- _WORK TASK_
Please reproduce all of the entries exactly, without omitting any.

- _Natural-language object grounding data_

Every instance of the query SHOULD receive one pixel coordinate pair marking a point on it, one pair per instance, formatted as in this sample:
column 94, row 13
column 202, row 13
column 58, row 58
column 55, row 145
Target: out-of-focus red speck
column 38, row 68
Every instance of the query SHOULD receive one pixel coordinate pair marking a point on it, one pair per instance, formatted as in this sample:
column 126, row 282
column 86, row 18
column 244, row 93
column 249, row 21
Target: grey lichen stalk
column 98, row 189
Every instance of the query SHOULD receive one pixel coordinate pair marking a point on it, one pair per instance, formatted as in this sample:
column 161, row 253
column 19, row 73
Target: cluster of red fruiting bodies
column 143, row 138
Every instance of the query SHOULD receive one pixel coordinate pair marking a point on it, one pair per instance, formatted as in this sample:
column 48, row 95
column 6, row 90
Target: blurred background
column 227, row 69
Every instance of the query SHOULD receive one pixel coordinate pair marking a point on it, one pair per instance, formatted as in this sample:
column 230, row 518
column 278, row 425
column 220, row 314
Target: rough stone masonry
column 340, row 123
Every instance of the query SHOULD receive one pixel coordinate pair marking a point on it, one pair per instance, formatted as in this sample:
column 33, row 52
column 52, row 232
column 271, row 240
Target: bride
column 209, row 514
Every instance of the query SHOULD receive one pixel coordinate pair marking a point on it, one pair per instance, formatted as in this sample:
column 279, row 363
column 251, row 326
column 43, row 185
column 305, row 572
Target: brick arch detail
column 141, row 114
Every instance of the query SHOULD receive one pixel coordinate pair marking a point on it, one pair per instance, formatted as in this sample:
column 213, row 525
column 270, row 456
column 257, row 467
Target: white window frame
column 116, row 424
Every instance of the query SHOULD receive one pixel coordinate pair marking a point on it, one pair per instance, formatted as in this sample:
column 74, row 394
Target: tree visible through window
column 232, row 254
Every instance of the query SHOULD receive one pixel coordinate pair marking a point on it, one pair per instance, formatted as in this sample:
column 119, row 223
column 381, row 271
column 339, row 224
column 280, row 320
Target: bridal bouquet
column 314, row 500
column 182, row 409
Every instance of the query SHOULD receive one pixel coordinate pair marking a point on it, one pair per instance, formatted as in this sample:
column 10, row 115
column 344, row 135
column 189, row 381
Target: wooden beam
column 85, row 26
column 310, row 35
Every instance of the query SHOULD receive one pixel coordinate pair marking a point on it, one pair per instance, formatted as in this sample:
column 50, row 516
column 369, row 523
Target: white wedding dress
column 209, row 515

- _TASK ANSWER_
Every instance of the query SHOULD receive one pixel coordinate pair marking a point on it, one pair per instance, formatted as in this sample:
column 94, row 13
column 202, row 13
column 58, row 58
column 55, row 145
Target: out-of-focus red speck
column 38, row 68
Every instance of the query SHOULD receive one pixel coordinate pair marking a point on it, one pair per instance, formatted as in this sample:
column 126, row 282
column 86, row 18
column 244, row 93
column 249, row 21
Target: grey lichen stalk
column 98, row 189
Every instance of the query SHOULD receive one pixel coordinate pair marking a point on it, one pair per instance, formatted as in this sample:
column 161, row 253
column 19, row 73
Target: cluster of red fruiting bodies
column 143, row 138
Every instance of the query SHOULD receive one pixel coordinate pair marking a point on it, one pair per instance, formatted as in this sample:
column 48, row 95
column 6, row 90
Target: blurred background
column 227, row 69
Every instance of the query SHOULD receive one pixel coordinate pair marking a point on it, one pair per instance, formatted as in this sample:
column 230, row 518
column 278, row 425
column 220, row 314
Target: rough stone masonry
column 340, row 123
Every instance of the query SHOULD receive one pixel coordinate pair marking a point on it, one pair per instance, formatted as in this sample:
column 33, row 52
column 52, row 232
column 271, row 240
Target: bride
column 209, row 514
Every instance of the query SHOULD receive one pixel coordinate pair marking a point on it, one pair per instance, formatted as in this sample:
column 279, row 363
column 251, row 326
column 43, row 185
column 305, row 572
Target: brick arch detail
column 141, row 114
Every instance of the query SHOULD receive one pixel coordinate pair marking a point on it, one pair per instance, formatted as in this sample:
column 213, row 525
column 270, row 456
column 257, row 467
Target: white window frame
column 116, row 424
Every instance of the query SHOULD receive one pixel coordinate pair marking a point on it, one pair per instance, formatted as in this sample:
column 74, row 394
Target: tree visible through window
column 232, row 254
Every instance of the query SHOULD receive one pixel coordinate pair marking a point on it, one pair per instance, formatted as in this sample:
column 119, row 223
column 381, row 271
column 339, row 224
column 280, row 320
Target: bridal bouquet
column 314, row 500
column 182, row 409
Every instance of the query SHOULD receive one pixel coordinate pair marking a point on it, one pair per instance, formatted as in this sample:
column 10, row 115
column 344, row 135
column 189, row 381
Target: wooden beam
column 85, row 26
column 310, row 35
Every instance of the query SHOULD receive one pixel coordinate pair marking a point on it, one pair per instance, formatted as in this sample:
column 50, row 516
column 369, row 523
Target: white wedding dress
column 209, row 515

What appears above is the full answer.